> _TASK DIRECTIONS_
Your output must be a faithful copy of the listing underneath.

== Segment start ==

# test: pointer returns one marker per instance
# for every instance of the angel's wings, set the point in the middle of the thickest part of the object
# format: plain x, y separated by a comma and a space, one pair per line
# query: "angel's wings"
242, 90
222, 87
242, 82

== Segment end ==

> _FINAL ANSWER_
# test: pointer returns one marker per instance
# for every instance of the angel's wings, set the point in the middle of the thickest part of the object
# format: plain x, y separated by a comma and a space, one pair per line
# query: "angel's wings"
242, 90
222, 87
242, 82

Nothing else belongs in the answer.